What the task asks. All records below must be retyped exactly.

Excerpts from a dataset
• • • • •
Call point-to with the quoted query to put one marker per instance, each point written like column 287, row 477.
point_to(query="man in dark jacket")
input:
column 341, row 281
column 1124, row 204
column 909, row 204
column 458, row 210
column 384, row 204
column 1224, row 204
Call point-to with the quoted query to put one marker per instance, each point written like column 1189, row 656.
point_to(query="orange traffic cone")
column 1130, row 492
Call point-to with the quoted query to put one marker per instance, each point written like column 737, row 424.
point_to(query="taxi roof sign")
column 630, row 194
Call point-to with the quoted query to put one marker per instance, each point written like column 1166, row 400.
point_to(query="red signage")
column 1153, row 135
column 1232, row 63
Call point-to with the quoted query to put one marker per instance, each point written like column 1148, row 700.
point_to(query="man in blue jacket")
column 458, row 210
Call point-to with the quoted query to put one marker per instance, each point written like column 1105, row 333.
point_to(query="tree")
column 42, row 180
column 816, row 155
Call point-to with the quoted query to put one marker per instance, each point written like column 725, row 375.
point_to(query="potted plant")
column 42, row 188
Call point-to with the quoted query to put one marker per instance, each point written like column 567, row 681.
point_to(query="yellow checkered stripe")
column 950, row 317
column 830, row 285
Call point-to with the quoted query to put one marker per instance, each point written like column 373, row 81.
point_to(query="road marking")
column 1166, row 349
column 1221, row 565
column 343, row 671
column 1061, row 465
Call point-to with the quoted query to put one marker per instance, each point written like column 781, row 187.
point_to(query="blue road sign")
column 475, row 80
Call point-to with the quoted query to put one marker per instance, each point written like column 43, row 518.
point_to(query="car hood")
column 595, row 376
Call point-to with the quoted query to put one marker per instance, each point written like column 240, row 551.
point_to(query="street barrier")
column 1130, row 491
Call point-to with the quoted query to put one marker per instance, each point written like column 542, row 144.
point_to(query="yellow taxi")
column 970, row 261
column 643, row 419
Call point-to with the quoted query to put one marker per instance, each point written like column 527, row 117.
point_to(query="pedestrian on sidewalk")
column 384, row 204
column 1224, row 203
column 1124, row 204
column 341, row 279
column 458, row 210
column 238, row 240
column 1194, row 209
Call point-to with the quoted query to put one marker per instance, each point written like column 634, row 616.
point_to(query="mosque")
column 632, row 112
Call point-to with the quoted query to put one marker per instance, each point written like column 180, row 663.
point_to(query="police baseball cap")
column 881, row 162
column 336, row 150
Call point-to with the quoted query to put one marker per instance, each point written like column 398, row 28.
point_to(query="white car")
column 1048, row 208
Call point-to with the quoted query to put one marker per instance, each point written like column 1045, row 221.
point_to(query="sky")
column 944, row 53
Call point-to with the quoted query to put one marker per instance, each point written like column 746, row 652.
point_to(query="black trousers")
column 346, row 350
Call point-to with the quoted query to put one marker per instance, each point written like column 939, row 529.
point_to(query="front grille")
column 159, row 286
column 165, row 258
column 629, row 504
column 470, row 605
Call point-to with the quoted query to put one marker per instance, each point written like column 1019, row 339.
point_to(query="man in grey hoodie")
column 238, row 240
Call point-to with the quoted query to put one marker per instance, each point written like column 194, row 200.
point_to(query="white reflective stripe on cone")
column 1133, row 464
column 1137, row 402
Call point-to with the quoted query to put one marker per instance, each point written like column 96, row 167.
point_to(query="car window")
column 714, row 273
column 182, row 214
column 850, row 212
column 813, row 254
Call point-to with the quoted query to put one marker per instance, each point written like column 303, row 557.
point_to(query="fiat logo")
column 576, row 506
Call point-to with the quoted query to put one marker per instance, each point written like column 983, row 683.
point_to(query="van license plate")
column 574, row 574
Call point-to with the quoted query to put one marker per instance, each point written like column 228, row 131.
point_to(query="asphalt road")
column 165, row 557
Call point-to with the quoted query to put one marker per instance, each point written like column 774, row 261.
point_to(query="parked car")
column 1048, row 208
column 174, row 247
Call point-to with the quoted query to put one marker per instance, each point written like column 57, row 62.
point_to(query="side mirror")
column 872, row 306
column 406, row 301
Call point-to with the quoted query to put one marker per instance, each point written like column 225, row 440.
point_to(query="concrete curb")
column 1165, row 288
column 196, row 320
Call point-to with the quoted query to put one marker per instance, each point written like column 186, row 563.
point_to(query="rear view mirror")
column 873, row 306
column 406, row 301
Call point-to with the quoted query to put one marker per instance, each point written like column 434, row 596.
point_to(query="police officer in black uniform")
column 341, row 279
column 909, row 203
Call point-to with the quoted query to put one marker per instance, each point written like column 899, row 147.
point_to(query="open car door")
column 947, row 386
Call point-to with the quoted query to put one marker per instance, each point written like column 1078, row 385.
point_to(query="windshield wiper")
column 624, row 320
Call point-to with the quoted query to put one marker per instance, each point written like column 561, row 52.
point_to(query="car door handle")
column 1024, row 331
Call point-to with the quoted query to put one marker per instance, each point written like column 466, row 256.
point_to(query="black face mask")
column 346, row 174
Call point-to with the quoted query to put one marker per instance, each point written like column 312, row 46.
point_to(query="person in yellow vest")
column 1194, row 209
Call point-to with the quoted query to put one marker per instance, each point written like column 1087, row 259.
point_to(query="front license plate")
• • • • •
Output below.
Call point-to with the quoted query to put one marker per instance, each point written like column 287, row 477.
point_to(query="man in dark jacket")
input:
column 341, row 281
column 1124, row 204
column 909, row 204
column 458, row 210
column 384, row 204
column 1224, row 204
Call point-to with the quoted query to put one marker per instance, each point written like column 1189, row 656.
point_to(query="orange traffic cone")
column 1130, row 492
Call point-to with the quoted query to put one marker per instance, each point written like column 737, row 424.
point_to(query="taxi roof sign")
column 630, row 194
Call point-to with the quoted query to put one marker per instance, each point written like column 1166, row 400.
point_to(query="red signage")
column 1153, row 135
column 1232, row 63
Call point-to with the quoted query to put one marker per instance, each point written like column 1148, row 700.
point_to(query="man in blue jacket")
column 458, row 210
Call point-to with the quoted query to put one marker per instance, each point written like column 1105, row 333.
point_to(query="tree")
column 42, row 180
column 816, row 155
Call point-to with the quoted query to put one marker per instance, each point written like column 725, row 375.
point_to(query="potted plant")
column 42, row 188
Call point-to with the quoted query to put one marker per instance, each point written like column 567, row 681.
point_to(query="yellow checkered stripe")
column 950, row 317
column 830, row 285
Call point-to with the quoted query to put one marker per instance, each point written like column 373, row 81.
point_to(query="road marking")
column 1166, row 349
column 1221, row 565
column 343, row 671
column 1061, row 465
Call point-to with the quoted query to put one marker per instance, each point written like column 781, row 187.
point_to(query="blue road sign")
column 475, row 80
Call point-to with the quoted query to put one marker per instance, each point written like column 43, row 518.
point_to(query="car hood")
column 595, row 376
Call point-to with the quoted query to put one marker per instance, each point written like column 240, row 551.
point_to(query="street barrier")
column 1130, row 491
Call point-to with the quoted query to put one marker per instance, each point written like column 542, row 144.
point_to(query="yellow taxi")
column 970, row 261
column 643, row 419
Call point-to with the quoted query to put one marker per instance, each point written like column 527, row 117.
point_to(query="pedestrian on sidewalk")
column 384, row 204
column 1224, row 203
column 1124, row 204
column 341, row 279
column 458, row 210
column 238, row 240
column 1194, row 209
Call point-to with the quoted query to put one marker per instance, each point written like column 634, row 616.
point_to(query="mosque")
column 632, row 112
Call point-to with the quoted query to put one marker per instance, each point written like column 180, row 663.
point_to(query="police baseball cap")
column 881, row 162
column 336, row 150
Call point-to with the quoted query to put one marker per instance, each point written like column 398, row 28.
point_to(query="white car")
column 1048, row 208
Call point-to with the quoted query to put one marker per instance, each point written like column 1045, row 221.
point_to(query="sky")
column 944, row 53
Call point-to with the quoted query to put one marker per instance, each point written like column 746, row 652.
point_to(query="black trousers")
column 346, row 350
Call point-to with the quoted query to put one marker per instance, each point written like column 939, row 529.
point_to(query="front grille")
column 159, row 286
column 165, row 258
column 629, row 504
column 470, row 605
Call point-to with the quoted query to put one marker per instance, each point written like column 1019, row 339.
point_to(query="man in grey hoodie")
column 238, row 240
Call point-to with the quoted query to put one marker per instance, each point written like column 194, row 200.
point_to(query="white reflective stripe on cone")
column 1133, row 464
column 1137, row 402
Call point-to with the quoted query to put one marker per instance, each point written like column 96, row 167.
point_to(query="car window")
column 714, row 273
column 182, row 214
column 850, row 212
column 813, row 254
Call point-to with the quoted query to put one marker per instance, each point written like column 303, row 557.
point_to(query="fiat logo")
column 576, row 506
Call point-to with the quoted query to put one marker per instance, each point written like column 983, row 683.
point_to(query="van license plate")
column 574, row 574
Call point-to with the quoted query to put one marker per instance, each point written like column 228, row 131.
point_to(query="asphalt road")
column 165, row 557
Call point-to with the quoted query to put one marker per instance, each point written like column 774, row 261.
point_to(query="parked car")
column 1048, row 208
column 174, row 247
Call point-to with the quoted query to put one marker per instance, each point written like column 57, row 62.
point_to(query="side mirror")
column 872, row 306
column 406, row 301
Call point-to with the quoted query to put one marker per instance, each point written like column 225, row 440.
point_to(query="concrete curb")
column 1165, row 288
column 196, row 320
Call point-to with the quoted query to put one marker per instance, each point written like column 186, row 563.
point_to(query="rear view mirror")
column 873, row 306
column 406, row 301
Call point-to with the quoted query to put one marker per instance, each point written like column 434, row 596.
point_to(query="police officer in black uniform")
column 341, row 279
column 909, row 203
Call point-to with the quoted query to put one marker per instance, each point written like column 899, row 147.
point_to(query="open car door")
column 947, row 386
Call point-to with the quoted query to put one marker per instance, each point written like column 1078, row 385.
point_to(query="windshield wiper")
column 624, row 320
Call point-to with the quoted query to put one marker per instance, each point written like column 561, row 52.
point_to(query="car door handle")
column 1024, row 331
Call point-to with the quoted query to put one marker per instance, each point written like column 466, row 256.
point_to(query="black face mask")
column 346, row 174
Call point-to with the quoted query to put one marker per instance, each point written like column 312, row 46.
point_to(query="person in yellow vest")
column 1194, row 209
Call point-to with the quoted query to put one marker per instance, each point written like column 1087, row 259.
point_to(query="front license plate")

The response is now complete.